_What is asked_
Could you print every record below exactly as it appears?

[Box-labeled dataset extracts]

□ □ □ □

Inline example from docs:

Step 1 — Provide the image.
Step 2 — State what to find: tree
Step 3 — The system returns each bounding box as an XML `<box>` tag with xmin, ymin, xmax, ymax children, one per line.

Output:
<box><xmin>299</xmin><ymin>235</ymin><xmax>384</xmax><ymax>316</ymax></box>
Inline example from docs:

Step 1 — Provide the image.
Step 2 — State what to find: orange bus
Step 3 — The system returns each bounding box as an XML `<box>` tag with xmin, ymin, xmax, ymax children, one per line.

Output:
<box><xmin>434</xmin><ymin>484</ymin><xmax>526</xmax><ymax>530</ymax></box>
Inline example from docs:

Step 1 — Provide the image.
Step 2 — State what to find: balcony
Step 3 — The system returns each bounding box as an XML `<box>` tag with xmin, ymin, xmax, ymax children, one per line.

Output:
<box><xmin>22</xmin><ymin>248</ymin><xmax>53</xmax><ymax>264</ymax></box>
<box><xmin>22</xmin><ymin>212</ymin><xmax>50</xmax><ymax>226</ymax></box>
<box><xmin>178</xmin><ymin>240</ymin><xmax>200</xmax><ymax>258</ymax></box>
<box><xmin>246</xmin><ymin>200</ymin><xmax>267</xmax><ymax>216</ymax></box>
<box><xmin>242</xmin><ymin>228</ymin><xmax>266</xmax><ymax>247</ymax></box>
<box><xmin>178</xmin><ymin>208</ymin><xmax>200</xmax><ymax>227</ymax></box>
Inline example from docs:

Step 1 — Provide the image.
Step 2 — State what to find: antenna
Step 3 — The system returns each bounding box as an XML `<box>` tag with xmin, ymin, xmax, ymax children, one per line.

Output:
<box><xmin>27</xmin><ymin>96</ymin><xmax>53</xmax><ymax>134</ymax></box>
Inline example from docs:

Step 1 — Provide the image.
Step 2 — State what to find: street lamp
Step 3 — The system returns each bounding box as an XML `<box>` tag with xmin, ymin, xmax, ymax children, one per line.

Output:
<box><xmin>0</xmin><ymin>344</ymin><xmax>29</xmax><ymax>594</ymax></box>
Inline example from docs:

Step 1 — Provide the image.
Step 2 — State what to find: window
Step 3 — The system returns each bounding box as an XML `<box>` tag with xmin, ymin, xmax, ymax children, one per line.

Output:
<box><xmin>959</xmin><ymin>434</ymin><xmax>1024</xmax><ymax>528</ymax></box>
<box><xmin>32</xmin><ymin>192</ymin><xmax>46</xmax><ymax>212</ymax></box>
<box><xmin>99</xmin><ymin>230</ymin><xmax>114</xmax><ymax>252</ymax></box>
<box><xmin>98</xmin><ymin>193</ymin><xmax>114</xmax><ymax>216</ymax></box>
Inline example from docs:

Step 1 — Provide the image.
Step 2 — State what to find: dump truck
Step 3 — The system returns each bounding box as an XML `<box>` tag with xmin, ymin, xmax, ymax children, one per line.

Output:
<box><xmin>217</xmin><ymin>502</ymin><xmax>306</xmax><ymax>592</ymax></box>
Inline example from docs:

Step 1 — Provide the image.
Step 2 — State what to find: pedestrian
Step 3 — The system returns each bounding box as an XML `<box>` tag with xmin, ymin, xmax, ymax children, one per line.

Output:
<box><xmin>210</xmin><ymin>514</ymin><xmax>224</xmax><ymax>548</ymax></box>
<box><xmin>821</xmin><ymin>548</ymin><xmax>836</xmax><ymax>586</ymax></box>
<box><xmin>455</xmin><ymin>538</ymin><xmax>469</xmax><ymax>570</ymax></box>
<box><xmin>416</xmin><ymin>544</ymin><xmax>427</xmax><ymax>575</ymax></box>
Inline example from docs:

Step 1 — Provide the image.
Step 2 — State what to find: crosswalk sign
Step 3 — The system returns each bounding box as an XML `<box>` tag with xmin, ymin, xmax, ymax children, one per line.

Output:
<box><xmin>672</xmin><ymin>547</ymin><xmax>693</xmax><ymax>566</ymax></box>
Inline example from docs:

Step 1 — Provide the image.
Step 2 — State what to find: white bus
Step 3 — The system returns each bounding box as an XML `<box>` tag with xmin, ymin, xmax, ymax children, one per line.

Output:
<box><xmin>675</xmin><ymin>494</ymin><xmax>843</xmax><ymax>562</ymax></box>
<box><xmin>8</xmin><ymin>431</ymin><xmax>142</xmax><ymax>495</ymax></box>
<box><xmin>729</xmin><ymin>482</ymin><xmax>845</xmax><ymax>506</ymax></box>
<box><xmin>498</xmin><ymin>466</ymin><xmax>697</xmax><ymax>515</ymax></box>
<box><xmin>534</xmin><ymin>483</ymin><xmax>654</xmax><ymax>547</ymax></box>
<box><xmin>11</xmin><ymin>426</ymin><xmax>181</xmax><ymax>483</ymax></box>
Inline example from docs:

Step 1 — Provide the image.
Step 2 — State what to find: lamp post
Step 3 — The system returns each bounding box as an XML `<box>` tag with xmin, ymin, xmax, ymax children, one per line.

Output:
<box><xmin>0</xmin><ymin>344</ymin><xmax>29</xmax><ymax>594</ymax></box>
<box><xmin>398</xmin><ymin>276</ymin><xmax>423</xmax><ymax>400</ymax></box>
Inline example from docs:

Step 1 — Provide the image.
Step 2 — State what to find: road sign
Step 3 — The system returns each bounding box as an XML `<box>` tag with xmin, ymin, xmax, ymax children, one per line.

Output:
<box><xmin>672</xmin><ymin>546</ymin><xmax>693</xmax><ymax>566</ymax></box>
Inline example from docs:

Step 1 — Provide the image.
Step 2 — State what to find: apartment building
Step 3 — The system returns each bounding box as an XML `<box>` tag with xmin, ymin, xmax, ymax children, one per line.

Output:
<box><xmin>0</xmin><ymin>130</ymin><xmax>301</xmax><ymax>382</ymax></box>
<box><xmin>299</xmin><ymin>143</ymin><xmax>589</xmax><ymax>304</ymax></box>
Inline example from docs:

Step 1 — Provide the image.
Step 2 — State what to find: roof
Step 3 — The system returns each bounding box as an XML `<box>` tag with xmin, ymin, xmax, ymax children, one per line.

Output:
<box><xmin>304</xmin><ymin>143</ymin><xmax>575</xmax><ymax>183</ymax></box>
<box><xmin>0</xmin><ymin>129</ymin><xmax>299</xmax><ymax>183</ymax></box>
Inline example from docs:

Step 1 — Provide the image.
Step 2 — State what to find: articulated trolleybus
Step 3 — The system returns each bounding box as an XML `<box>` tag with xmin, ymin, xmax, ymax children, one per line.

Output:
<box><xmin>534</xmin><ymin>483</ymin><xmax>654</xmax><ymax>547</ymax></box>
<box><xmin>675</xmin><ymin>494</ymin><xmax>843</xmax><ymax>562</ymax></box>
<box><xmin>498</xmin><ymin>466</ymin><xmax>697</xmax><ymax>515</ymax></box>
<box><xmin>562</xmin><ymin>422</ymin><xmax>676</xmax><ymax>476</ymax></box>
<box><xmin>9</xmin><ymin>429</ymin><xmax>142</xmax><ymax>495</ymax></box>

□ □ □ □

_Expected output_
Inline example from docs:

Step 1 — Provide the image.
Step 2 — State what to find: tree
Step 3 — The system returns each bounding box as an XML `<box>` tag with xmin, ymin, xmax, ymax children, one per line.

Output:
<box><xmin>299</xmin><ymin>235</ymin><xmax>384</xmax><ymax>316</ymax></box>
Inline example from docs:

Step 1 — Provide the image.
Step 2 — State what to find: orange bus
Step 3 — The system returns each bounding box as an XML `<box>` tag with xmin, ymin, xmax, ymax children, one per line.

Output:
<box><xmin>434</xmin><ymin>484</ymin><xmax>526</xmax><ymax>530</ymax></box>
Inline example from docs:

Step 1 — Provide the image.
Step 2 — State what to find: balcony
Step 3 — The system returns each bounding box as an XML `<box>` tag with xmin, ymin, xmax, ymax children, one per line.

Output:
<box><xmin>22</xmin><ymin>248</ymin><xmax>53</xmax><ymax>264</ymax></box>
<box><xmin>22</xmin><ymin>212</ymin><xmax>50</xmax><ymax>226</ymax></box>
<box><xmin>178</xmin><ymin>240</ymin><xmax>200</xmax><ymax>258</ymax></box>
<box><xmin>246</xmin><ymin>200</ymin><xmax>267</xmax><ymax>216</ymax></box>
<box><xmin>242</xmin><ymin>228</ymin><xmax>266</xmax><ymax>247</ymax></box>
<box><xmin>178</xmin><ymin>208</ymin><xmax>200</xmax><ymax>227</ymax></box>
Inline example from docs:

Step 1 — Provide the image.
Step 2 — State what to find: antenna
Step 3 — The system returns each bounding box as an XML `<box>` tag with xmin, ymin, xmax, ymax children, one per line.

Output:
<box><xmin>27</xmin><ymin>96</ymin><xmax>53</xmax><ymax>134</ymax></box>
Inline example from docs:

Step 1 — Provide the image.
Step 2 — State what to find: street lamp
Step 3 — The system returns each bounding box as an XML `<box>` tag with xmin, ymin, xmax, ymax children, one per line.

Output:
<box><xmin>0</xmin><ymin>344</ymin><xmax>29</xmax><ymax>594</ymax></box>
Inline example from docs:

Step 1 — Provide the image.
Step 2 — State what to find: window
Step 3 — The system returns each bounding box as an XML `<box>` tag with xmin, ymin, xmax, ymax children, one per line.

Output:
<box><xmin>959</xmin><ymin>434</ymin><xmax>1024</xmax><ymax>528</ymax></box>
<box><xmin>32</xmin><ymin>192</ymin><xmax>46</xmax><ymax>212</ymax></box>
<box><xmin>99</xmin><ymin>230</ymin><xmax>114</xmax><ymax>252</ymax></box>
<box><xmin>98</xmin><ymin>193</ymin><xmax>114</xmax><ymax>216</ymax></box>
Inline example from docs:

Step 1 — Provide the image.
Step 2 — State what to find: dump truck
Step 3 — The system returns each bounding box as an XML `<box>` tag with xmin, ymin, xmax, ymax children, one per line.

Output:
<box><xmin>217</xmin><ymin>502</ymin><xmax>306</xmax><ymax>592</ymax></box>
Inline example from docs:

Step 1 — Provide the image.
Step 2 — State what to find: pedestrian
Step 3 — The system returns each bounding box as an XML `<box>` tag with xmin, ymin, xmax, ymax children, one per line.

Output:
<box><xmin>210</xmin><ymin>514</ymin><xmax>224</xmax><ymax>548</ymax></box>
<box><xmin>821</xmin><ymin>548</ymin><xmax>836</xmax><ymax>586</ymax></box>
<box><xmin>455</xmin><ymin>538</ymin><xmax>469</xmax><ymax>570</ymax></box>
<box><xmin>416</xmin><ymin>544</ymin><xmax>427</xmax><ymax>575</ymax></box>
Inline example from docs:

Step 1 — Provide the image.
Step 2 — State what to find: crosswalk sign
Step 3 — The system returns each bounding box as an XML `<box>` tag with xmin, ymin, xmax, ymax children, one per line.

Output:
<box><xmin>672</xmin><ymin>547</ymin><xmax>693</xmax><ymax>566</ymax></box>
Inline example from docs:

Step 1 — Provide the image.
Step 2 — State what to find: white bus
Step 3 — The system returns each bounding box as an XML `<box>` tag with xmin, ymin, xmax, ymax children, one per line.

Output:
<box><xmin>675</xmin><ymin>494</ymin><xmax>843</xmax><ymax>562</ymax></box>
<box><xmin>8</xmin><ymin>431</ymin><xmax>142</xmax><ymax>495</ymax></box>
<box><xmin>729</xmin><ymin>482</ymin><xmax>845</xmax><ymax>506</ymax></box>
<box><xmin>498</xmin><ymin>466</ymin><xmax>697</xmax><ymax>515</ymax></box>
<box><xmin>534</xmin><ymin>483</ymin><xmax>654</xmax><ymax>547</ymax></box>
<box><xmin>11</xmin><ymin>426</ymin><xmax>181</xmax><ymax>483</ymax></box>
Inline example from docs:

Step 1 — Provide the image.
Step 2 — State what to find: lamp post
Step 3 — The system returns each bounding box as an XML `<box>` tag with xmin, ymin, xmax, ymax children, one per line.

Output:
<box><xmin>0</xmin><ymin>344</ymin><xmax>29</xmax><ymax>594</ymax></box>
<box><xmin>398</xmin><ymin>276</ymin><xmax>423</xmax><ymax>400</ymax></box>
Inline example from docs:

Step 1 — Provide the image.
Step 2 — State what to find: road sign
Step 3 — The system returns each bounding box as an XML `<box>` tag with xmin, ymin, xmax, ymax children, one per line.

Output:
<box><xmin>672</xmin><ymin>546</ymin><xmax>693</xmax><ymax>566</ymax></box>
Inline example from docs:

Step 1 — Provide the image.
Step 2 — State what to find: apartment building
Step 3 — The system returns each bounding box as an XML `<box>` tag with xmin, ymin, xmax, ymax children, one per line.

Output:
<box><xmin>0</xmin><ymin>130</ymin><xmax>301</xmax><ymax>382</ymax></box>
<box><xmin>299</xmin><ymin>143</ymin><xmax>589</xmax><ymax>304</ymax></box>
Inline example from docs:

Step 1 — Provide the image.
Step 2 — State what to find: roof
Step 3 — The system returns each bounding box as an XML `<box>` tag with xmin, ymin, xmax, ymax children, one per line.

Output:
<box><xmin>304</xmin><ymin>143</ymin><xmax>575</xmax><ymax>183</ymax></box>
<box><xmin>0</xmin><ymin>129</ymin><xmax>299</xmax><ymax>183</ymax></box>
Inline example from docs:

Step 1 — Provide the image.
Step 2 — State what to find: articulated trolleybus
Step 3 — The system returns each bounding box as an XML `<box>` tag with xmin, ymin, xmax, ymax children, one per line.

Output:
<box><xmin>534</xmin><ymin>483</ymin><xmax>654</xmax><ymax>547</ymax></box>
<box><xmin>675</xmin><ymin>494</ymin><xmax>843</xmax><ymax>562</ymax></box>
<box><xmin>498</xmin><ymin>466</ymin><xmax>697</xmax><ymax>515</ymax></box>
<box><xmin>562</xmin><ymin>422</ymin><xmax>676</xmax><ymax>476</ymax></box>
<box><xmin>9</xmin><ymin>429</ymin><xmax>142</xmax><ymax>495</ymax></box>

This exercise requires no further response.